▸ INFORMATION SHOWN
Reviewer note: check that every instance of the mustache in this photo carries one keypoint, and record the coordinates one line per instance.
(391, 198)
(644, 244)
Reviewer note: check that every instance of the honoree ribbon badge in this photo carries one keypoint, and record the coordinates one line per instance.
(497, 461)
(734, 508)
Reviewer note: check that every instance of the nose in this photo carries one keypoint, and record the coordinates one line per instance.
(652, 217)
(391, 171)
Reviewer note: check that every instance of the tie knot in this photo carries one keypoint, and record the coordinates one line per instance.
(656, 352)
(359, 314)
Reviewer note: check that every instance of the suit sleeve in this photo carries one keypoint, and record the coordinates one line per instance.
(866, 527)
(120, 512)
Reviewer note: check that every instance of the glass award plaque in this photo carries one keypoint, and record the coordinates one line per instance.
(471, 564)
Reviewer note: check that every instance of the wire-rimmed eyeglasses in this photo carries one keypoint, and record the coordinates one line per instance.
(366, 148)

▸ WHAT IS EXPECTED
Give the listing above again in full, with no word altered.

▸ TASK SOLUTION
Reviewer note: check that every instance of the mustache in this photo carries one keypoint, and record the coordinates one line per instance.
(391, 198)
(644, 244)
Reviewer note: check that every instance of the honoree ribbon badge in this photo carries one keypoint, and record the coordinates one line per instance.
(497, 461)
(734, 508)
Reviewer note: check that every instance of the nose in this photo carries one keypoint, and record the coordinates one line per instance.
(652, 217)
(391, 171)
Reviewer note: check that every instance of the tie knot in this photo carries one keypoint, and record the coordinates one line per instance.
(656, 352)
(359, 314)
Reviewer note: check that every instance of the suit sleeve in this photo carries one keypoint, and record the coordinates one line per instance.
(866, 527)
(120, 512)
Reviewer note: check that every instance of the glass award plaque in this photo carries one keypoint, and record the coordinates one line per instance.
(471, 564)
Reviewer note: check that every instance of the wire-rimmed eyeglasses in this photo carries one keypoint, and record the coordinates one line per instance.
(366, 148)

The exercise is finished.